═════ Selected excerpt

State property in Colorado, U.S.

Aiken Canyon Preserve is a 1621 acre Nature Conservancy-managed state property in Colorado. It was first observed and named after Charles Aiken, a 19th-century U.S. surveyor, pioneer, and ornithologist who first surveyed the region in the 1870s and identified more than 75 bird species. The preserve consists of foothills, shrub and woodland ecosystems and is 12.4 mi southeast from Colorado Springs located on the eastern slope of the Rampart Range which is within a smaller foothill system of the Front Range. The surrounding mountain ranges of the Rampart Range and Palmer Divide created the nature preserves sustainable ecosystem. There is also a four-mile (6 km)-loop hiking trail on the preserve.

══════════

Assignment.
Continue the text on Aiken Canyon Preserve past its last sentence. The entries after this text are not needed for the work here.

═════ Record set

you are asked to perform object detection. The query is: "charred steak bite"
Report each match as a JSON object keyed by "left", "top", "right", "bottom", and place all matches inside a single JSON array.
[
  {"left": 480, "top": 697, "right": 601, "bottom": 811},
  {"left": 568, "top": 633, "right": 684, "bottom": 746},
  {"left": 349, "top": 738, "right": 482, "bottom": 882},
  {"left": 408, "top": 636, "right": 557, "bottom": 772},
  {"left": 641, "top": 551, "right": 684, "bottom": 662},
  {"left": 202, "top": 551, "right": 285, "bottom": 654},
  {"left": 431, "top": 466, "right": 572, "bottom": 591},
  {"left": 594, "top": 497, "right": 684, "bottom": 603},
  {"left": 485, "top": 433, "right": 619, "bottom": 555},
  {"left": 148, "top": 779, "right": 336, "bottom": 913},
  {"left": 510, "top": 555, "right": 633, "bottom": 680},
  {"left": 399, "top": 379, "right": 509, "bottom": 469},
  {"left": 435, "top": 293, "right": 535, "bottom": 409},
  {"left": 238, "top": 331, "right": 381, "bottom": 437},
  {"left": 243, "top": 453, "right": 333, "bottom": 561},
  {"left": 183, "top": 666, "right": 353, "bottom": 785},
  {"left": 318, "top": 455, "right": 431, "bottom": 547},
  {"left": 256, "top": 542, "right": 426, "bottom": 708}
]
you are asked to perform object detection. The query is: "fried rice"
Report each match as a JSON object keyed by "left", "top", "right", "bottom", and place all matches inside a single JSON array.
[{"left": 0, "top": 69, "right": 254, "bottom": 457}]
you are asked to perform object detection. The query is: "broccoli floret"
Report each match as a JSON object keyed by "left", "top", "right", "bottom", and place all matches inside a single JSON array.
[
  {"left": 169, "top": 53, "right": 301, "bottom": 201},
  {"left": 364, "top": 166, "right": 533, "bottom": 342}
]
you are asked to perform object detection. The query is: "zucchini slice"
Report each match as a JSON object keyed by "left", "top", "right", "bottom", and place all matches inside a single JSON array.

══════════

Answer section.
The preservation title came into effect in 1991 when the Nature Conservancy signed a 99-year conservation lease to maintain exclusive rights of 1,080 acre while still being state-owned, the Nature Conservancy then acquired the remaining 541 acre which totalled the preserve to 1,621 acre of land. The land still left on the east side of Aiken canyon is owned by Fort Carson and the remaining west side is owned by the Bureau of Land Management.

Aiken Canyon is one of the state's Natural Areas and one of The Nature Conservancy protects, an effort that began more than 50 years ago. Its mission is to "preserve the plants, animals and natural communities that represent the diversity of life of Earth by protecting the lands and waters they need to survive".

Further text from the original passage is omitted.